**Your instructions:**
Print each of the items below again, keeping every line identical to the original.

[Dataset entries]
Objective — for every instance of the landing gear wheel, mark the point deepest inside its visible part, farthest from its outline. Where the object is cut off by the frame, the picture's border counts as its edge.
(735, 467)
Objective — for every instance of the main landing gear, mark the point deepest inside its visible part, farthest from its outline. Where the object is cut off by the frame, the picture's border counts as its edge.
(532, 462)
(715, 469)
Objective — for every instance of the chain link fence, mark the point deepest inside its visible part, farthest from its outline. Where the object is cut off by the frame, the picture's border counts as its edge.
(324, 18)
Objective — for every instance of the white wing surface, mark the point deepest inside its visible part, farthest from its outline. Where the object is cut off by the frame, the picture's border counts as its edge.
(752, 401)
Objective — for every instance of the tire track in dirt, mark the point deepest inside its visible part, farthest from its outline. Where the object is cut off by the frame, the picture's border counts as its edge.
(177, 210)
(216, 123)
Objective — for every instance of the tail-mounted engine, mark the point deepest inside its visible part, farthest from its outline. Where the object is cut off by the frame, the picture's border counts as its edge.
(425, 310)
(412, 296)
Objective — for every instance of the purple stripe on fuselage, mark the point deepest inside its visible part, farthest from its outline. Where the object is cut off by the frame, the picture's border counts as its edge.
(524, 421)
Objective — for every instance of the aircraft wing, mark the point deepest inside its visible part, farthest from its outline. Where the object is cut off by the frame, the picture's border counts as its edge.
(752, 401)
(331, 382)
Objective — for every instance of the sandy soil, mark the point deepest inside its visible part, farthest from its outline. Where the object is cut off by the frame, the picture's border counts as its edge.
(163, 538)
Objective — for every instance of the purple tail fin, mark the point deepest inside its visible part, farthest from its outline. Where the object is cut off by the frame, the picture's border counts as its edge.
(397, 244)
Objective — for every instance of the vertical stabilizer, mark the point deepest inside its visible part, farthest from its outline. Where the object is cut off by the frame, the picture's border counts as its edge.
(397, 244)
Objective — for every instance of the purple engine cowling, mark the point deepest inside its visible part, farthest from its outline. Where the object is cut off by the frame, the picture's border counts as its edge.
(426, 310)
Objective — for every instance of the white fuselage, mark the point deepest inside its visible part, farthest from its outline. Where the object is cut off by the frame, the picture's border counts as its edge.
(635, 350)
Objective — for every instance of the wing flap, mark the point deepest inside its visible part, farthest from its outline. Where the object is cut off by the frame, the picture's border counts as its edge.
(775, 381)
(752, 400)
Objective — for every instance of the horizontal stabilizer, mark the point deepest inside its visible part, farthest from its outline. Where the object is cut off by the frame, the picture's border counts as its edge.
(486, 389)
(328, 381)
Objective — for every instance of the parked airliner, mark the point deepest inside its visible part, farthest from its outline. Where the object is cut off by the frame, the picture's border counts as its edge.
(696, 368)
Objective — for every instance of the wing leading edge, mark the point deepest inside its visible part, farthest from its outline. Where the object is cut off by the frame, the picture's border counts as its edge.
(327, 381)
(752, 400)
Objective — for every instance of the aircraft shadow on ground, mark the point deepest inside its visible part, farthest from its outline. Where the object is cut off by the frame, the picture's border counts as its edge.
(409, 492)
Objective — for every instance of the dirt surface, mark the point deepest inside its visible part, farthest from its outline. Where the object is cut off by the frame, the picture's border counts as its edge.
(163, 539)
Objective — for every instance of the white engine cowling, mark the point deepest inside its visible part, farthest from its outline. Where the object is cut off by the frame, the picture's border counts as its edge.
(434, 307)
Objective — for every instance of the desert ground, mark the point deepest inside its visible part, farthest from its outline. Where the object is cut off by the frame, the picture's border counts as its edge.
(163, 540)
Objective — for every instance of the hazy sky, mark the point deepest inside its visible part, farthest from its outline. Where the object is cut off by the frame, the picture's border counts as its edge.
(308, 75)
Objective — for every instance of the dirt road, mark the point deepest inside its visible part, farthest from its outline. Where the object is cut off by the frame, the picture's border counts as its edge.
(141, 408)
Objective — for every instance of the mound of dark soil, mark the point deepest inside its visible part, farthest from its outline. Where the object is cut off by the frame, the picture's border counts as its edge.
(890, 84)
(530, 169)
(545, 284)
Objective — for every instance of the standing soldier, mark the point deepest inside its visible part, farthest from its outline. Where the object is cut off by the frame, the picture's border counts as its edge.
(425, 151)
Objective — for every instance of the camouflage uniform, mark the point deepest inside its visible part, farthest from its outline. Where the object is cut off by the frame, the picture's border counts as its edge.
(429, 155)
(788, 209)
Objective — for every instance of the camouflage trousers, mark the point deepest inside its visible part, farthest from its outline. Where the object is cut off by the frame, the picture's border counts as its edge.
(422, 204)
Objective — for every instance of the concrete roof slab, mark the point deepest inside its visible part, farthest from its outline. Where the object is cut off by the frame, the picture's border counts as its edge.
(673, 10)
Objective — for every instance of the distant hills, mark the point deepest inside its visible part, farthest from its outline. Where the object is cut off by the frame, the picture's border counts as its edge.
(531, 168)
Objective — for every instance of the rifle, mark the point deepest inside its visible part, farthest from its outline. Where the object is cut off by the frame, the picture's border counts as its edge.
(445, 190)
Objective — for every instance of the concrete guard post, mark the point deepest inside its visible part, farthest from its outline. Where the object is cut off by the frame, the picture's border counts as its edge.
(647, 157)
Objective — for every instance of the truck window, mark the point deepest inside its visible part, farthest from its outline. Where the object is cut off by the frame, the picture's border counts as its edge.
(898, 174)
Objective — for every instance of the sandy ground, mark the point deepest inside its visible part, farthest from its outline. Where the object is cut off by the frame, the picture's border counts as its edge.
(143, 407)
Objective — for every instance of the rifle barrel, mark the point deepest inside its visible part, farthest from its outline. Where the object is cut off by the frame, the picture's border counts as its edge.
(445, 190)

**Exercise response:**
Objective — for every instance of the landing gear wheel, mark the point deepest inside its visible part, farthest from its outline. Where the object is cut off by the frame, the picture's border counts as its edge.
(735, 467)
Objective — for every instance of the main landing gear, mark the point deepest inside its visible part, farthest from its outline. Where the object is cut off by the frame, the picture's border counts as its edge.
(532, 462)
(715, 469)
Objective — for every instance of the chain link fence, mark the point deepest inside its visible part, farthest from its outline. Where the object is cut off by the frame, the picture's border counts as its edge.
(324, 18)
Objective — for every instance of the white wing surface, mark the point deepest inside its visible part, farthest from its outline. Where the object is cut off by the frame, the picture's border counts as its edge.
(752, 401)
Objective — for every instance of the tire track in dirt, mark the point deepest inside its visible part, farthest from its outline. Where the object is cut off by the frame, the picture's border counts as its edge.
(177, 210)
(216, 123)
Objective — for every instance of the tail-mounted engine, mark the point deepest inside its visible part, farthest from its outline. Where the object is cut off by the frame, the picture's border counts as its edge.
(425, 310)
(412, 296)
Objective — for every instance of the purple stripe on fuselage, mark the point deepest inside its visible part, farthest from its outline. Where the object is cut off by the frame, the picture's border counts as its edge.
(524, 421)
Objective — for every instance of the aircraft wing, mark the point deepest inside its visible part, farthest from its outline. Where the object is cut off by the frame, the picture's border counts as its edge.
(752, 401)
(331, 382)
Objective — for every instance of the sandy soil, mark the point deepest inside its visible part, farthest from its outline. Where the object is cut off by the frame, the picture's border counts as its edge.
(163, 538)
Objective — for every instance of the purple tail fin, mark the point deepest inside its visible part, farthest from its outline. Where the object is cut off by the frame, the picture's border counts as its edge.
(397, 244)
Objective — for every instance of the vertical stabilizer, mark the point deepest inside its visible part, farthest from its outline. Where the object is cut off by the frame, the picture's border counts as its edge.
(397, 244)
Objective — for every instance of the purple engine cowling, mark the point deepest inside its visible part, farthest from its outline. Where the object is cut off by the frame, the picture's border counts as its edge.
(426, 310)
Objective — for every instance of the white fuselage, mark the point deepest inside its visible part, farthest from its outline. Where the object is cut off by the frame, the picture's border counts as its edge.
(635, 350)
Objective — for every instance of the wing flap, mark the point deepest inside its visible part, farthest from its outline. Where the object is cut off by the frame, the picture's border counts as its edge.
(775, 381)
(752, 400)
Objective — for every instance of the horizontal stabilizer, mark the point deepest inside its visible part, farthest from its outline. Where the object is cut off by the frame, the picture's border counts as its edge.
(486, 389)
(328, 381)
Objective — for every instance of the parked airliner, mark the point deepest inside its visible part, farthest from its outline. Where the object is cut off by the frame, the picture's border counts as its edge.
(696, 368)
Objective — for every instance of the wing leading edge, mark the point deepest inside its visible part, farthest from its outline. Where the object is cut off by the frame, the picture's border counts as its edge.
(327, 381)
(752, 400)
Objective — for every instance of the aircraft shadow on ground, mark the point deepest inside its visible part, farthest from its outline. Where the object is cut off by the frame, the picture's border counts as its edge.
(409, 492)
Objective — for every instance of the dirt surface, mark the point deepest inside its visible part, farthest from its outline. Where the object is cut off by the frame, the picture's border counts as its edge.
(163, 539)
Objective — for every instance of the white engine cowling, mark the point deepest inside its visible part, farthest from its outline. Where the object is cut off by the frame, the picture's border counts as its edge.
(434, 307)
Objective — for every instance of the desert ground, mark the point deepest inside its visible part, farthest from its outline. Where the object is cut off by the frame, the picture's border counts as its edge.
(163, 540)
Objective — for every instance of the hazy sky, mark the point deepest inside its visible part, farthest from its outline. Where the object is cut off by the frame, the picture's border counts as its edge.
(308, 75)
Objective — for every instance of the dirt road, mark the point deepest inside its visible part, farthest from its outline. Where the object is cut off by the frame, the picture's border counts as its edge.
(141, 408)
Objective — for every instance of the mound of dark soil, mark the point deepest inside its visible part, farthest from its outline. Where the object is cut off by the frame, the picture's border counts as its edge.
(890, 84)
(530, 169)
(545, 284)
Objective — for every instance of the standing soldier, mark the point deepest inside its visible part, farthest from its outline. Where the object is cut off by the frame, the picture's border counts as its edge.
(425, 151)
Objective — for every instance of the camouflage uniform, mark the point deepest inside its visible part, farthest from its outline. Where the object is cut off by the frame, the picture's border counts as its edge.
(429, 155)
(788, 209)
Objective — for every instance of the camouflage trousers, mark the point deepest inside its visible part, farthest from its outline. Where the object is cut off by the frame, the picture's border counts as its edge.
(422, 204)
Objective — for every instance of the concrete roof slab, mark the point deepest inside its visible part, farthest from its outline. Where the object is cut off by the frame, the picture's border counts as its edge.
(673, 10)
Objective — for every instance of the distant hills, mark the point deepest inside its visible part, farthest from its outline. Where the object is cut off by the frame, the picture's border counts as its edge.
(531, 168)
Objective — for every instance of the rifle, mark the point deepest inside its visible part, farthest from its outline. Where the object is cut off by the frame, the picture's border counts as its edge.
(445, 190)
Objective — for every instance of the concrete guard post, mark the point deepest inside its visible part, farthest from its outline. Where the object is cut off by the frame, the picture's border counts as its edge.
(647, 157)
Objective — for every instance of the truck window, mark the point deepest inside its visible part, farthest from its outline. Where the object is cut off by the frame, the picture's border counts as its edge.
(898, 174)
Objective — for every instance of the sandy ground, mark the point deepest inside its visible part, farthest from its outline. Where the object is cut off by the frame, the picture's border counts as its edge.
(143, 407)
Objective — for every instance of the rifle barrel, mark the point deepest inside its visible part, farthest from its outline. Where the object is cut off by the frame, the picture's border counts as its edge.
(445, 190)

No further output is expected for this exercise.